- _Check your understanding_:
[a] Name every person mentioned by name in the text on post-liberalism.
[b] Carry on writing the text on post-liberalism, picking up right after its final sentence.
(Selected extract)
Sorry, the language style probably gives it away, but that was George Washington. Let's try again?
When virtue is banished, ambition invades the minds of those who are disposed to receive it, and avarice possesses the whole community. The objects of their desires are changed; what they were fond of before has become indifferent; they were free while under the restraint of laws, but they would fain now be free to act against law.
Nope, no one outside Tumblr uses 'fain' anymore, that is Thomas Jefferson.
So many Post-liberal writings mostly looked to me to be a return to American-liberal writings (as opposed to Continental Liberalism, which has seen a surge in popularity in America only recently.) And again, I saw it as a theological movement more than a political movement. Again, I'm not going to pretend that I've read every essay and blog post in the sphere, but what I did read seemed begin, and I assumed the rest would be as well.
So when someone I would have described as a Post-liberal, Andrew Willard Jones, says:
Take, for example, the postliberals gathered around Adrian Vermeule. These thinkers rightly recognize our late-modern economic form as an oligarchy hiding behind the fiction of the “private” in order to profit from the destruction of the clearly public goods of family and community. Yet the postliberals imagine they can rectify this unjust “economic” form by doubling down on the political form that corresponds to it—the centralized, social-engineering, late-modern administrative state. For them, the solution to the tyranny of politically active economics is the reassertion of economically inactive politics, one that can regulate economic actors and order them toward the common good. In this manner, they simultaneously deconstruct and deploy the public-private distinction, relying on it in order to combat it.
(End Selected extract)
(Source data)
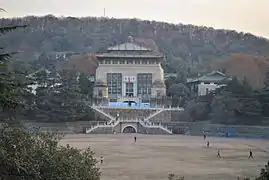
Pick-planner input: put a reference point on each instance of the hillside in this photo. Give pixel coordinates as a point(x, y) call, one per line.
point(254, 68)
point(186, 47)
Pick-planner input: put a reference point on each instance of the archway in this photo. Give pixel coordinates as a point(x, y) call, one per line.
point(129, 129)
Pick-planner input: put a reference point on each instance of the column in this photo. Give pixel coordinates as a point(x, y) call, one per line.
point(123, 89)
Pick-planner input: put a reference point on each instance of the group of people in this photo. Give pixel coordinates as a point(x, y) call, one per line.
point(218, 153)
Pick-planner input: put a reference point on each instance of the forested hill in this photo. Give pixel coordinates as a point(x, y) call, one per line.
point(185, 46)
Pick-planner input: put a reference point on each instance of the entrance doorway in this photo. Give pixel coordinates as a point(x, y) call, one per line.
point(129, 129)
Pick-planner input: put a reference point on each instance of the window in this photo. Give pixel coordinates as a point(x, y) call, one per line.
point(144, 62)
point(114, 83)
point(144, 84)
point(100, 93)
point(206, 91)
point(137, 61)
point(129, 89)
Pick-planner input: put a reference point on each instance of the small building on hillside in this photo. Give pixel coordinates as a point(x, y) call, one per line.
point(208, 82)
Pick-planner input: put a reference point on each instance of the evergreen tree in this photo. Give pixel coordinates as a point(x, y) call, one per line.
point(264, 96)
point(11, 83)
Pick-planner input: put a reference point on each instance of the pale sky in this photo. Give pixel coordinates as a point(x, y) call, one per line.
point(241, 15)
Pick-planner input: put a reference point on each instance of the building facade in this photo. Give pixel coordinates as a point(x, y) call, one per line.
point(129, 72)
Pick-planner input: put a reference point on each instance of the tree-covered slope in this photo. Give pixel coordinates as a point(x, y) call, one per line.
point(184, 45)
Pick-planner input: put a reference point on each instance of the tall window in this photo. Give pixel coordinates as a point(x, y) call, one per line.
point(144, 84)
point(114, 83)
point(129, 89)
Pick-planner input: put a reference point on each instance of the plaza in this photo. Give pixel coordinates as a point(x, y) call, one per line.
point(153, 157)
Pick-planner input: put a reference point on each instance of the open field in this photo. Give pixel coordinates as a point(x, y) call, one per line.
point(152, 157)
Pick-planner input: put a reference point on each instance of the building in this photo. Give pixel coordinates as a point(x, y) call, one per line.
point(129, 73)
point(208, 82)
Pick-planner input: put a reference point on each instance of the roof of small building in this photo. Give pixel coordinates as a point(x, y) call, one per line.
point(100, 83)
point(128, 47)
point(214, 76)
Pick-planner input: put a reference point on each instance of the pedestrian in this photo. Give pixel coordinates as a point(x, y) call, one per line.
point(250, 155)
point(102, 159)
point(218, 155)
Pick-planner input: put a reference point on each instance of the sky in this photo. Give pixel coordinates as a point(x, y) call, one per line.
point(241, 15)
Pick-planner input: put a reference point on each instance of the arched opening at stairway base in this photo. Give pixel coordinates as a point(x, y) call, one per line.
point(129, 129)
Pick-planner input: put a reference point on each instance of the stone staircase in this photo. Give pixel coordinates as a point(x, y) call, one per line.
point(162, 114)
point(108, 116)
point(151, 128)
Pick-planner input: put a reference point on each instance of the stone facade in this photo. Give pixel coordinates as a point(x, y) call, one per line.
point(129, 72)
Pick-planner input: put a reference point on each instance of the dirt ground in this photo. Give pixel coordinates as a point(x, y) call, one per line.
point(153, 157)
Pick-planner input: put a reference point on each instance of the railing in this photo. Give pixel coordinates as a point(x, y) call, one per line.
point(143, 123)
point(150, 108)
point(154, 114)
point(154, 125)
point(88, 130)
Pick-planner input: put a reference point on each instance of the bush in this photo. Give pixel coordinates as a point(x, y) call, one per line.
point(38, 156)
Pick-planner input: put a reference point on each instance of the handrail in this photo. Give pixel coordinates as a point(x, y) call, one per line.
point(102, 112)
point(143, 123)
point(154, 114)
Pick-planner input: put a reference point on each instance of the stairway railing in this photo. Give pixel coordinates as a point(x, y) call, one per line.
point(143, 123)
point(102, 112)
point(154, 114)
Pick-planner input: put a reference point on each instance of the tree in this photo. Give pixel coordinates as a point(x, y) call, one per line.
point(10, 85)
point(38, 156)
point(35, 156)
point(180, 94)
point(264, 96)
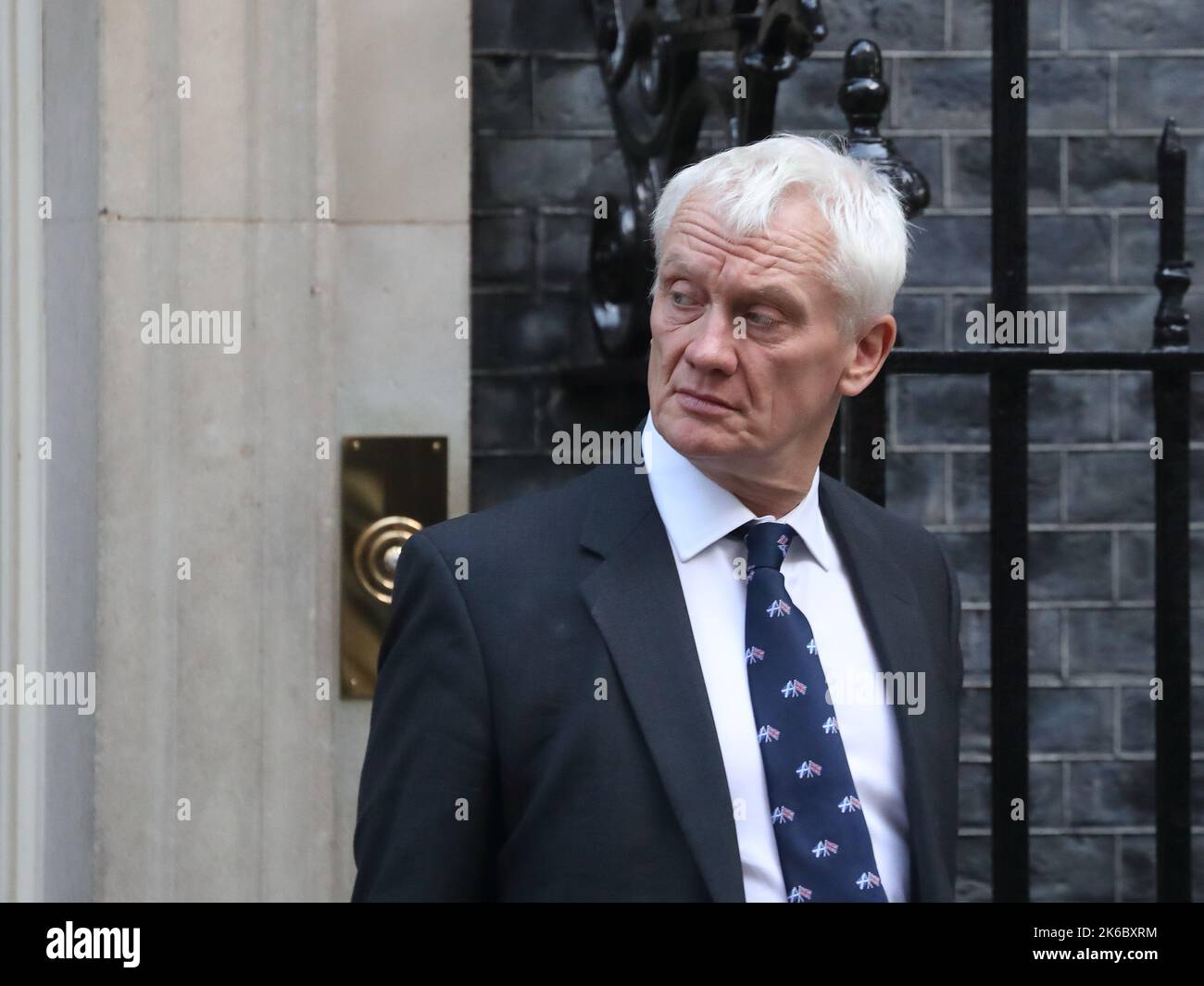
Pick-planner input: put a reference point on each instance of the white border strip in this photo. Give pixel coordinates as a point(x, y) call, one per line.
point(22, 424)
(End Source data)
- _Per-task answers_:
[a] George Washington, Thomas Jefferson, Andrew Willard Jones, Adrian Vermeule

[b]
We find ourselves with the troubling conclusion that postliberalism amounts to what Vermeule might call liberalism “working itself pure”:[1] The old liberals were wrong; the public-private distinction isn’t natural (supposedly private companies tend toward public tyranny), and so the postliberals must force the distinction into being, must somehow create the properly “public” political realm and in so doing recreate the properly “private” realm. But this doesn’t get them very far. Indeed, some postliberals have come to the less-than-enthusing conclusion that the New Right should just become the Old Left, or “Pro-Life New Dealers,” as a recent attempt at self-classification by Sohrab Ahmari put it.[2] The “baby boomer” conservatives were wrong to idealize the 1950s when, it turns out, it was the 1930s that got things right! Spinning wheels.
I take this criticism a lot more seriously than those who amount to saying, "Liberalism is the ultimate good, so any movement calling itself post-liberal must be the ultimate evil."